TEXTAUSZUG:
________________________________________

Werner J. Haller | 29.02.2024
Neue Herausforderung Das Karrieretief von Patric Niederhauser scheint überwunden. Nach seinem Wechsel zu Porsche und der Rückkehr zu einem Erfolgsteam steigt der 32-jährige Berner zuversichtlich in die bevorstehende Rennsaison.
Vergangenes Jahr hatte Patric Niederhauser grosse Pläne, dem Erfolg rannte er aber sehr bald hinterher. Endlich war der Berner in der grossen Tourenwagenserie DTM angekommen, am Ende blieb er aber mit lediglich drei Top-Ten-Platzierungen in 16 Rennen vor allem auch hinter seinen eigenen Erwartungen zurück. Niederhauser trug an der Misere wenig Schuld. Erst rund eineinhalb Monate vor dem Saisonstart bekam das Audi-Team Tresor Orange die Starterlaubnis. Eine ideale Saisonvorbereitung war so kaum möglich. Während Niederhauser in einem Audi R8 LMS GT3 der Konkurrenz oft hinterherfuhr, kämpfte Landsmann Ricardo Feller in einem identischen Auto bis zum letzten Meisterschaftslauf um den Titel mit.

________________________________________

ANGEZEIGTE ZEILEN:
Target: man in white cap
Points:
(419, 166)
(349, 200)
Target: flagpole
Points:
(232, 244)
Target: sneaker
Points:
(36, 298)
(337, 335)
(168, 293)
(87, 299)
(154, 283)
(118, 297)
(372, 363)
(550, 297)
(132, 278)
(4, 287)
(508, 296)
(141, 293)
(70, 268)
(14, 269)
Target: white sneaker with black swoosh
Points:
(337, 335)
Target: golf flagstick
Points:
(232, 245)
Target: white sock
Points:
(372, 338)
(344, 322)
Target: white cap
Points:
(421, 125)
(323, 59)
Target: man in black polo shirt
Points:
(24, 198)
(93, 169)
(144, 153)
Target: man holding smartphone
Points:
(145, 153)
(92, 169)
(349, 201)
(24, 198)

________________________________________

AUFGABEN ZUM TEXT:
[a] Übersetzen Sie bitte den Satz „Niederhauser trug an der Misere wenig Schuld.“ aus dem Textauszug über Patric Niederhauser ins Englische.
[b] Schreiben Sie den Abschnitt des Textauszugs über Patric Niederhauser neu, der mit den Worten "Werner J. Haller" beginnt und nach "die bevorstehende Rennsaison." endet, und setzen Sie dabei "Ferrari" an die Stelle von "Porsche".
[c] Führen Sie den Textauszug über Patric Niederhauser nach seinem letzten Satz weiter.
Die Zeilen sind eigenständiges Material und gehören nicht zum Textauszug.

LÖSUNGEN:
[a] Niederhauser was hardly to blame for the slump.

[b]
Werner J. Haller | 29.02.2024
Neue Herausforderung Das Karrieretief von Patric Niederhauser scheint überwunden. Nach seinem Wechsel zu Ferrari und der Rückkehr zu einem Erfolgsteam steigt der 32-jährige Berner zuversichtlich in die bevorstehende Rennsaison.

[c]
Patric Niederhauser hat gewiss mehr Ambitionen. Denn 2019 gewann er zusammen mit dem südafrikanischen Fahrerkollegen Kelvin van der Linde und dem Team Rutronik als erster Schweizer den Titel im ADAC GT Masters – auf einem Audi R8 LMS GT3. Im Jahr darauf verpasste das Erfolgsduo die Titelverteidigung nur knapp.
Eine willkommene Anfrage
«Letzte Saison in der DTM war schon im Sommer klar, dass Audi dem Kundensport Ende Jahr den Rücken kehren würde. Viele Audi-Piloten, auch Kollegen von mir, schauten sich folglich um – einige bangten noch sehr lange um ein Cockpit für die neue Saison», sagt Niederhauser. Der Berner dagegen vermeldete Anfang Februar seinen Wechsel zu Porsche und die Rückkehr zu seiner Erfolgsstätte Rutronik. «Eigentlich waren meine Aussichten schon seit vergangenem Oktober gut. Denn Porsche fragte mich damals an für ein Rennen auf dem Nürburgring. Den Finallauf zur Rennserie NLS beendeten der Franzose Julien Andlauer und ich auf Platz drei.» Das war Balsam für den Berner nach den Misserfolgen in der DTM, «aber sicher auch ein Teilerfolg, der mir letztlich auf der Cockpit-Suche für dieses Jahr geholfen hat».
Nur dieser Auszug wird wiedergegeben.